▶ Cosa fare
Rispondi in breve usando l'articolo sui contagi Covid:
1. A quanto sono saliti i contagi in Campania nelle ultime 24 ore?
2. Quanti tamponi sono stati fatti nel giorno del record?
3. A quanti pazienti in terapia intensiva scatterà il campanello d'allarme?

▶ Estratto della pagina
►

Emergenza Covid: record di contagi. La trincea ora sono gli ospedali e le terapie intensive 08 OTTOBRE 2020 di Alessandra Ziniti “la Repubblica”

ROMA – L’obiettivo immediato è contenere il virus, dare tempo agli ospedali di attivare i nuovi posti letto, garantire cure tempestive per evitare che si riempiano le terapie intensive. E, soprattutto al Sud, trovare medici e infermieri. “Mandateci operatori sanitari, mandateci volontari”, la richiesta accorata che il governatore della Campania Vincenzo De Luca ha rivolto ieri al ministro della Salute Roberto Speranza, al commissario per l’emergenza Domenico Arcuri e alla Protezione civile dopo che i contagi delle ultime 24 ore, schizzati a quota 757, hanno trainato l’aumento dei casi positivi in Italia a 4.458 con 22 nuovi deceduti.

Occhio ai numeri, quelli giusti però. A preoccupare Speranza non sono tanto i nuovi positivi di ieri. È vero che sono triplicati in un mese, è vero che sono tanti quanto ad aprile ma a fronte di un numero di tamponi raddoppiato che ha toccato la cifra record di 128.000, con un’incidenza del 3,47 per cento. Ad essere monitorati con grande attenzione sono però i numeri dei ricoveri (3.925) e delle terapie intensive (358), questi ultimi ancora bassi e certamente gestibili a fronte dei circa 9.300 posti disponibili che possono arrivare fino a 11.000 con la trasformazione della metà dei reparti di subintensiva dotati di ventilatori e con le quattro strutture movimentabili per cui la struttura del commissario per l’emergenza Domenico Arcuri ha già da settimane pubblicato il bando. Ma di fronte a questa seconda ondata il ministero della Salute non intende farsi trovare impreparato. È a quota 1.000 che scatterà il campanello d’allarme. Quando i pazienti in terapia intensiva raggiungeranno quella cifra, nelle zone in cui si dovesse riscontrare una maggiore incidenza potranno scattare i primi minilockdown.

◄

▶ Dati forniti
►

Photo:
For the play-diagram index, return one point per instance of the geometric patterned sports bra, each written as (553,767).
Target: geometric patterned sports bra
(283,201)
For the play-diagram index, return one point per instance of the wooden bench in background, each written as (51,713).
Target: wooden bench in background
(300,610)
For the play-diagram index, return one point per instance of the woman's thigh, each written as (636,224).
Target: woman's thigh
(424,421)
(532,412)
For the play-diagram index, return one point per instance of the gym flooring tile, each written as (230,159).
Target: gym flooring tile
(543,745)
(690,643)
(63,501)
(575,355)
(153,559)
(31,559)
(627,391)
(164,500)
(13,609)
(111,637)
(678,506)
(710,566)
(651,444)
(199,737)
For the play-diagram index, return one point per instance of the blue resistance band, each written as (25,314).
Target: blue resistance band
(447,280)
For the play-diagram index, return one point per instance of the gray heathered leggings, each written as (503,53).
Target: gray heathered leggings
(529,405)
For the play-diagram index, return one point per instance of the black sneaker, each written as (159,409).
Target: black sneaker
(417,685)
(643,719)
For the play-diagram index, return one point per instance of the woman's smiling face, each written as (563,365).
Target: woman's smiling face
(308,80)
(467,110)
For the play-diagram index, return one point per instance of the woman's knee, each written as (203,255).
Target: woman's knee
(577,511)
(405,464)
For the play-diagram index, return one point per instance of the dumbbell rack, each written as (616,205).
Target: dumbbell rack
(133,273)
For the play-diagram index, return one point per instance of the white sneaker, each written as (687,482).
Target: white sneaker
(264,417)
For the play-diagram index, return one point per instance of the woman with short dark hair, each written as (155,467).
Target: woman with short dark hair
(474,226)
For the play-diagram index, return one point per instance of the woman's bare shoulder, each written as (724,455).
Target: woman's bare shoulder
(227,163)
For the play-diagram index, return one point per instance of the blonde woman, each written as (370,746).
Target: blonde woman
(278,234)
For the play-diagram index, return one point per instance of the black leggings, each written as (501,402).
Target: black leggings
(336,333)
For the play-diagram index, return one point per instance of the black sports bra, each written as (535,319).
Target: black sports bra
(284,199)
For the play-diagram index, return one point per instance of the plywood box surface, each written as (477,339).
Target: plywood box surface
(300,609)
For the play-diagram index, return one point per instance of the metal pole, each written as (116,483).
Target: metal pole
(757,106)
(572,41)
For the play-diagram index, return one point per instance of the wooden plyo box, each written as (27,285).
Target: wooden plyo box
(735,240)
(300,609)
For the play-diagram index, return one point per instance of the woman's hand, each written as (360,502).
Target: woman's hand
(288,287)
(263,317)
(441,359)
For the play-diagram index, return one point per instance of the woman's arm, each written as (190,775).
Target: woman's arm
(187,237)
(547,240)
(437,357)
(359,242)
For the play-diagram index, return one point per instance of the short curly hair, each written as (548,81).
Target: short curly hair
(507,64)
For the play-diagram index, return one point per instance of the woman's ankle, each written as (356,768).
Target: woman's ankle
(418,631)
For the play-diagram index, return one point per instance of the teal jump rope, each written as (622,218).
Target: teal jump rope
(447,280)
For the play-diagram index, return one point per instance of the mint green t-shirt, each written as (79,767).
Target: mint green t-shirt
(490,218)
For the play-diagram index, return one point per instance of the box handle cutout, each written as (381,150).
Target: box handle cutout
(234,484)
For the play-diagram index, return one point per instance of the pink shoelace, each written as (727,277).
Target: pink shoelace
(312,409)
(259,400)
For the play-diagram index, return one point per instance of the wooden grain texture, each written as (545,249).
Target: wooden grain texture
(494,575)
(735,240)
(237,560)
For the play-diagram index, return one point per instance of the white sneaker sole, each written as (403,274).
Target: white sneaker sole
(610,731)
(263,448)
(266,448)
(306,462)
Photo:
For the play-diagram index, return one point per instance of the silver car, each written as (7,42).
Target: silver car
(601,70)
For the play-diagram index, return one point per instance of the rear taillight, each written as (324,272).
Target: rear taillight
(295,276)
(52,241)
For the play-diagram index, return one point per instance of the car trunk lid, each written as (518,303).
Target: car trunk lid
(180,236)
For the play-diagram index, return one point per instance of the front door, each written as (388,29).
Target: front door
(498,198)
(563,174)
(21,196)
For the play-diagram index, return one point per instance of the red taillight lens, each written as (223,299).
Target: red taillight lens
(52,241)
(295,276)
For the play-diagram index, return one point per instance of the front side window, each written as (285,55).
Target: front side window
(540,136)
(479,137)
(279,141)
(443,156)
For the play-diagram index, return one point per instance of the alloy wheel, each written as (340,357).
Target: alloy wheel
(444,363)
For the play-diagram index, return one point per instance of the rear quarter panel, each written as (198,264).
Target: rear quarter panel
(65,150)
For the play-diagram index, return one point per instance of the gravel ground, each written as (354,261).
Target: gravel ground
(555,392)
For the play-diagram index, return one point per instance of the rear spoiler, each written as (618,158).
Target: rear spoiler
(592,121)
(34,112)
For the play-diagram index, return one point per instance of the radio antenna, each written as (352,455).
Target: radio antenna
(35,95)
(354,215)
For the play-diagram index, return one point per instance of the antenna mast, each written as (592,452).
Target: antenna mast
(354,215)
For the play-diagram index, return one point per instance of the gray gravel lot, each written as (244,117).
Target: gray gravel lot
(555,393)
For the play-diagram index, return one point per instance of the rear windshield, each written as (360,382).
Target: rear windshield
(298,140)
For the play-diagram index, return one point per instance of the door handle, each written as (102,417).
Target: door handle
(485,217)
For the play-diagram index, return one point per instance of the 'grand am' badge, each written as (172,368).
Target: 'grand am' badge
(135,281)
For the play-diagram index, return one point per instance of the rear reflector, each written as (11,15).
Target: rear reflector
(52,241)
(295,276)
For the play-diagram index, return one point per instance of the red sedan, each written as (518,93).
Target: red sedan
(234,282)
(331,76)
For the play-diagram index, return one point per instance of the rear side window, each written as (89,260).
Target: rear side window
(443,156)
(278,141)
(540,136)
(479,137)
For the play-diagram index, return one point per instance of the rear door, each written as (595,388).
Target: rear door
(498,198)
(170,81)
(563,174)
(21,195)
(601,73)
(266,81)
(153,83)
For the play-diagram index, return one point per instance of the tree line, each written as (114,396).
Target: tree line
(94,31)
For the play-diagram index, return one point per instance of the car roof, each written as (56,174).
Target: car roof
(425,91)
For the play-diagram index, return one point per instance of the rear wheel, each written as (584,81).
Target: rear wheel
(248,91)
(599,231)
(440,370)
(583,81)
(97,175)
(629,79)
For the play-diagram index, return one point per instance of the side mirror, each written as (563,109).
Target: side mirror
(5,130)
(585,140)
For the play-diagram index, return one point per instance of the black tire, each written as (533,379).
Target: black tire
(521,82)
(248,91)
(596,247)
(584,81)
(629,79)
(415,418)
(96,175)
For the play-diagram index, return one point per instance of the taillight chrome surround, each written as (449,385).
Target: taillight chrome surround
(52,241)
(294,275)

◄

▶ Ecco la soluzione
1. 757
2. 128.000
3. 1.000